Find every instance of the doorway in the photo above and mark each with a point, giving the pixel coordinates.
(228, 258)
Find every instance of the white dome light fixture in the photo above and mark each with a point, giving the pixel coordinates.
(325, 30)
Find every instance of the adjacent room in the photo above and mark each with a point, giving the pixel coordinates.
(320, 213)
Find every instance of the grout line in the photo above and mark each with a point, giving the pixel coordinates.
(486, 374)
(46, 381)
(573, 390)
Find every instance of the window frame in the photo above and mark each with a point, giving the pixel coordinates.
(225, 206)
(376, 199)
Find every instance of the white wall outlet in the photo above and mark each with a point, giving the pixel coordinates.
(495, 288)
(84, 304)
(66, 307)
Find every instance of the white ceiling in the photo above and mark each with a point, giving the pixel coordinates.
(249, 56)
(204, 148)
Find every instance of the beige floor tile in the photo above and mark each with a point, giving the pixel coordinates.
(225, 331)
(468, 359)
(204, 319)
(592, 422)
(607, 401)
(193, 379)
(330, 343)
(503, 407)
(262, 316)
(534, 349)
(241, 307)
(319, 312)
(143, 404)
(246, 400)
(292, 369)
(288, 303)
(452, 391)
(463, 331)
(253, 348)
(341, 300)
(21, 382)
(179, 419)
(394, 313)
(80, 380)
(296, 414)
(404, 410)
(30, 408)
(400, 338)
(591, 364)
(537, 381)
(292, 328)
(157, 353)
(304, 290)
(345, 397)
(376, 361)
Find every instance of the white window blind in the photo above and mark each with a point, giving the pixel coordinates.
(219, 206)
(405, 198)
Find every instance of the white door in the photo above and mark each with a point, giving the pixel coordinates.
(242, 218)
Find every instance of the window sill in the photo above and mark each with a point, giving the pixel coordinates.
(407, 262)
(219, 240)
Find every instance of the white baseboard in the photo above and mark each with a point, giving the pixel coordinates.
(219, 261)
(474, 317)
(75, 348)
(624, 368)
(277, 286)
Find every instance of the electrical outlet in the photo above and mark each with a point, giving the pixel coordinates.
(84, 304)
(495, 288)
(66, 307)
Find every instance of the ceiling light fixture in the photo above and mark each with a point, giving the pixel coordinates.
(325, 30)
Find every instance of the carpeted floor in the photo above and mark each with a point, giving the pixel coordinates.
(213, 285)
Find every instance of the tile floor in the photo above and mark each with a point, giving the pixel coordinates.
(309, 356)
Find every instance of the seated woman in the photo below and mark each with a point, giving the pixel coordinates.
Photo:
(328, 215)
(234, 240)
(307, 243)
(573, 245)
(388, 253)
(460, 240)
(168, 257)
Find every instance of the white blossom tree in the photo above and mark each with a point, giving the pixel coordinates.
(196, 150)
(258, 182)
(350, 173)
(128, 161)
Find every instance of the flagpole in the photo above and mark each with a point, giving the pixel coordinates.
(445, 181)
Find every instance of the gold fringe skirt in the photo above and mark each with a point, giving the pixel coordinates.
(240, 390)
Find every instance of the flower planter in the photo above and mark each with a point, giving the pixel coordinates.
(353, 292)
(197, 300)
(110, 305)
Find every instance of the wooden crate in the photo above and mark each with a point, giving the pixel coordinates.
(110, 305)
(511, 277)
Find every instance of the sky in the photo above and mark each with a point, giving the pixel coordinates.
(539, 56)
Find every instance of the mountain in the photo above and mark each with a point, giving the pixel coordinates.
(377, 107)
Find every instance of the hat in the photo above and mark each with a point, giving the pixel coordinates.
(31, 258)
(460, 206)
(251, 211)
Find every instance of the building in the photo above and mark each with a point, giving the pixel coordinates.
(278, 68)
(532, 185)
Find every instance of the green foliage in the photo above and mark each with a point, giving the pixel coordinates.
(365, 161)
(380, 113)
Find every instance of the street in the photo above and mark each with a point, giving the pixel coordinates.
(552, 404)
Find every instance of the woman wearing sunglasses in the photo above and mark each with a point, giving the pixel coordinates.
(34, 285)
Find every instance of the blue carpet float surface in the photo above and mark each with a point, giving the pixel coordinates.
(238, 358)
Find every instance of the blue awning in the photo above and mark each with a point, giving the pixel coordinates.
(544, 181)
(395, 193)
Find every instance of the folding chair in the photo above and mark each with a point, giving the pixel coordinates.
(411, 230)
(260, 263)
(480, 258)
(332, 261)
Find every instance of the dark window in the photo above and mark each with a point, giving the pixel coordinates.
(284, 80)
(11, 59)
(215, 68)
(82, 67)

**Exercise prompt**
Would you copy out each record precisely as it stands?

**Written answer**
Find every instance of the doorway in the photo above and mark each with a point, giving the pixel coordinates.
(228, 258)
Find every instance of the white dome light fixture in the photo above and mark each with a point, giving the pixel coordinates.
(325, 30)
Find every instance of the adjacent room in the photo above and mark each with a point, giving the pixel coordinates.
(320, 213)
Find every instance of the grout line in the photo above and mark each with a point, giving the pixel coordinates.
(486, 374)
(46, 381)
(573, 390)
Find every instance of the window frame in the photo above and mark each with a point, giving the pixel coordinates.
(225, 206)
(376, 199)
Find every instance of the white wall outlet in the photo above and mark each with a point, giving the pixel coordinates.
(495, 288)
(84, 304)
(66, 307)
Find every instance of the white ceiling in the photo above and mark each with a point, giving the pixel coordinates.
(249, 56)
(204, 148)
Find every instance of the beige floor tile in the photo above and mark each with a point, giving the pixel coordinates.
(225, 331)
(468, 359)
(204, 319)
(592, 422)
(607, 401)
(193, 379)
(330, 343)
(503, 407)
(262, 316)
(534, 349)
(241, 307)
(319, 312)
(143, 404)
(246, 400)
(292, 369)
(288, 303)
(452, 391)
(463, 331)
(253, 348)
(341, 300)
(21, 382)
(179, 419)
(394, 313)
(80, 380)
(296, 414)
(404, 410)
(30, 408)
(400, 338)
(591, 364)
(537, 381)
(292, 328)
(157, 353)
(304, 290)
(345, 397)
(376, 361)
Find every instance of the white window blind in the photo above and mark each with a point, giving the pixel coordinates.
(219, 206)
(405, 198)
Find every instance of the white door in the photo above and mark each with a point, giving the pixel coordinates.
(242, 218)
Find every instance of the window sill in the photo above and mark each with a point, giving the pixel coordinates.
(407, 262)
(219, 240)
Find every instance of the white baseboard in the photo above and mark each with a point, giving the pixel coordinates.
(219, 261)
(474, 317)
(75, 348)
(624, 368)
(277, 286)
Find every instance of the electrical outlet in the photo above and mark each with a point, giving the pixel coordinates.
(84, 304)
(495, 288)
(66, 307)
Find every instance of the ceiling light fixture in the photo above and mark each with a point, giving the pixel coordinates.
(325, 30)
Find every instance of the carpeted floor in the photo above and mark each with a point, giving the pixel coordinates.
(213, 285)
Find every instance of the tile floor in the photo above and mark each with a point, giving the pixel coordinates.
(309, 356)
Find every instance of the seated woman in the photo below and mark each with a point, giving the pixel coordinates.
Photo:
(328, 215)
(234, 240)
(307, 243)
(573, 245)
(388, 253)
(460, 240)
(168, 257)
Find every instance of the white blossom tree in the photo above and mark each with a point, giving the pixel coordinates.
(196, 150)
(258, 182)
(350, 173)
(128, 161)
Find every instance of the flagpole in the photo above and mark each with a point, giving the pixel coordinates.
(445, 181)
Find every instance of the gold fringe skirt in the photo above and mark each with a point, giving the pixel coordinates.
(240, 390)
Find every instance of the flower planter in the photo above and mark each with a point, giving the pixel coordinates.
(353, 292)
(197, 300)
(110, 305)
Find every instance of the wooden crate in the photo above and mark each with a point, giving the pixel coordinates.
(110, 305)
(511, 277)
Find every instance of the sky in the photo above and mark each with a point, giving the pixel coordinates.
(539, 56)
Find every instance of the mountain in the photo above and mark each with a point, giving the pixel coordinates.
(377, 107)
Find every instance of the hat in the photo above and mark each with a point, giving the pixel coordinates.
(31, 258)
(460, 206)
(251, 211)
Find every instance of the building in the photo above and mark each with a point, giving the pixel coordinates.
(278, 68)
(532, 185)
Find every instance of the green foliage in the photo above and mark each with a point, giving the pixel coordinates.
(365, 161)
(380, 113)
Find every instance of the street in the photo above and mark each with a point, giving the pixel coordinates.
(552, 404)
Find every instance of the woman wearing sunglasses in the photo above and mark each with a point, giving the pixel coordinates.
(34, 285)
Find every instance of the blue carpet float surface in the photo above and mark each with a point, giving the pixel coordinates.
(238, 358)
Find every instance of the blue awning in the photo above and mark each with a point, giving the pixel coordinates.
(544, 181)
(395, 193)
Find every instance of the folding chair in the photo above and mark each with a point, giving the pixel coordinates.
(411, 230)
(260, 263)
(480, 258)
(332, 261)
Find every instance of the dark window in the photo above and mark each with a point, giving the pixel coordinates.
(284, 80)
(11, 59)
(215, 68)
(82, 67)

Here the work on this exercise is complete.